TASK TO CARRY OUT
Locate every line in the rows below that contains the word "grass", matching case exactly, and copy each such line.

THE INPUT
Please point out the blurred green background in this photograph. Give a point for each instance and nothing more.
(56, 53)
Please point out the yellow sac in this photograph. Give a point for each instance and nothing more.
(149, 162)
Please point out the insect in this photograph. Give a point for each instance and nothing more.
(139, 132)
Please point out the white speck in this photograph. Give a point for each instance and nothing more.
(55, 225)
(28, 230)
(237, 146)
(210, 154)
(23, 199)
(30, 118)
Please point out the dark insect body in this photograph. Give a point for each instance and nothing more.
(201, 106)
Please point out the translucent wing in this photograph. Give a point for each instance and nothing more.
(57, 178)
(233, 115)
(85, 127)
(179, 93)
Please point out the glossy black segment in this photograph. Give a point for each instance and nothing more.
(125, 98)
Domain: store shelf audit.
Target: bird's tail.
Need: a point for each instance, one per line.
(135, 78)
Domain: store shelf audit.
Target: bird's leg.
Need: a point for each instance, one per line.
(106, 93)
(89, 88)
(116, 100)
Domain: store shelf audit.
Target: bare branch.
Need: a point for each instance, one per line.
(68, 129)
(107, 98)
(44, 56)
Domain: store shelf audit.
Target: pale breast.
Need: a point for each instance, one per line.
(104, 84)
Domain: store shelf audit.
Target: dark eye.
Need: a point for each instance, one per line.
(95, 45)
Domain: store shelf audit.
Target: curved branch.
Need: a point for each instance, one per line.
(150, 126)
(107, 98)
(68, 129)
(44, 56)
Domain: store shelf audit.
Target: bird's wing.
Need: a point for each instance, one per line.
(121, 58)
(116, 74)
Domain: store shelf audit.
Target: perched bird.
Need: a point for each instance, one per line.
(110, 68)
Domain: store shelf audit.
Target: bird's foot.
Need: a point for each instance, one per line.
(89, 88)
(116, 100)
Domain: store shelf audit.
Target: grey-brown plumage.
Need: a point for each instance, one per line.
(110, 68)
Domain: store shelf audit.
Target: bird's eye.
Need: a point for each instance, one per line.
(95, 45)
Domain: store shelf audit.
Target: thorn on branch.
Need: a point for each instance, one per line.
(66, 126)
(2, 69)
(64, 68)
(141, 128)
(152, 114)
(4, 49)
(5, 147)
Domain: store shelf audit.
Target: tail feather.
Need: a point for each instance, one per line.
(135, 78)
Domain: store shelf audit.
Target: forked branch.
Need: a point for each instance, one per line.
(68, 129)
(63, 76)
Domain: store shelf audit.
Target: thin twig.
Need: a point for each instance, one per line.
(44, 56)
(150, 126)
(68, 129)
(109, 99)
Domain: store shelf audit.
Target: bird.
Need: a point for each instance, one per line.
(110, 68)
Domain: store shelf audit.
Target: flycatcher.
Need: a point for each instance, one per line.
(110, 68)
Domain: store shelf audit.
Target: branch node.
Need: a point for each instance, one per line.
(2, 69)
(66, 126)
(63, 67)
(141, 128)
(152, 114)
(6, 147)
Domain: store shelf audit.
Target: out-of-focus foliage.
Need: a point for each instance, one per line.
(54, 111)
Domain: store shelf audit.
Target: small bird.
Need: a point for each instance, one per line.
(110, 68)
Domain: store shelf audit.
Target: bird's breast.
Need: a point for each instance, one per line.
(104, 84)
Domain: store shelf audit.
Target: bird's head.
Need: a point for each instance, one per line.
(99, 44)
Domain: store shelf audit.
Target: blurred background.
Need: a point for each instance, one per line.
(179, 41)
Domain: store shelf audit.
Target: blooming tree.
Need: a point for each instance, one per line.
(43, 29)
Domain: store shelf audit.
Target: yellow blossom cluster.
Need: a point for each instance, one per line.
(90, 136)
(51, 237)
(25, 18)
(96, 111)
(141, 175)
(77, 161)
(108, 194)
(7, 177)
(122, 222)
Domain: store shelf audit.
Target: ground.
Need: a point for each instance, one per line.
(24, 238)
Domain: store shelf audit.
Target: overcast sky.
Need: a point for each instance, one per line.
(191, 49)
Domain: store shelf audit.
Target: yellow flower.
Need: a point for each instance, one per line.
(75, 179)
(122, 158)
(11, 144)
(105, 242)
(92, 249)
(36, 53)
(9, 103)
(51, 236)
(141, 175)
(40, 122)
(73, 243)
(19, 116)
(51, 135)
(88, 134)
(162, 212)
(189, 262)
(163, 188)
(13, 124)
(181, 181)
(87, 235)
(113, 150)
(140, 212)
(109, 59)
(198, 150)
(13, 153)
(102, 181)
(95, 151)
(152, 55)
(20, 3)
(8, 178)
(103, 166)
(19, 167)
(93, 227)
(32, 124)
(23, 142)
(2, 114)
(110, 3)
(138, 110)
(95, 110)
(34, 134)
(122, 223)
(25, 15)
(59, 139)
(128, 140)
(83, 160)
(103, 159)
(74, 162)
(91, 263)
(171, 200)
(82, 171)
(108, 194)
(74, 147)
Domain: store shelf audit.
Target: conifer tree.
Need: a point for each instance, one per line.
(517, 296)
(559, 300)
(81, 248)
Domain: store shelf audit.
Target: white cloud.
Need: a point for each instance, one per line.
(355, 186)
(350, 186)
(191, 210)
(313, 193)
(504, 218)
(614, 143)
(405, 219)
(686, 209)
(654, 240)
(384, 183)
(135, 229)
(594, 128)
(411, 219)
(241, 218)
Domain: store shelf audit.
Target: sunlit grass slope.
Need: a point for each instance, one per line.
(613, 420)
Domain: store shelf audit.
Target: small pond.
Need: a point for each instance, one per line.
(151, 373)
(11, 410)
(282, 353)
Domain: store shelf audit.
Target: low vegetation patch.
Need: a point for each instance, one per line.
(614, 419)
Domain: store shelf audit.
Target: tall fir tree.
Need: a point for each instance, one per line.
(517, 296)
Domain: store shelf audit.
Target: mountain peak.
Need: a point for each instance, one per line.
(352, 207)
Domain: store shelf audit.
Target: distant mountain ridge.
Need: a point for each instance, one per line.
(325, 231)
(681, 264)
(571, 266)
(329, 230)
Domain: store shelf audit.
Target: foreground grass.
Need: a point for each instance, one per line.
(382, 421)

THE OUTPUT
Target: sunlit grass slope.
Target: foreground grass.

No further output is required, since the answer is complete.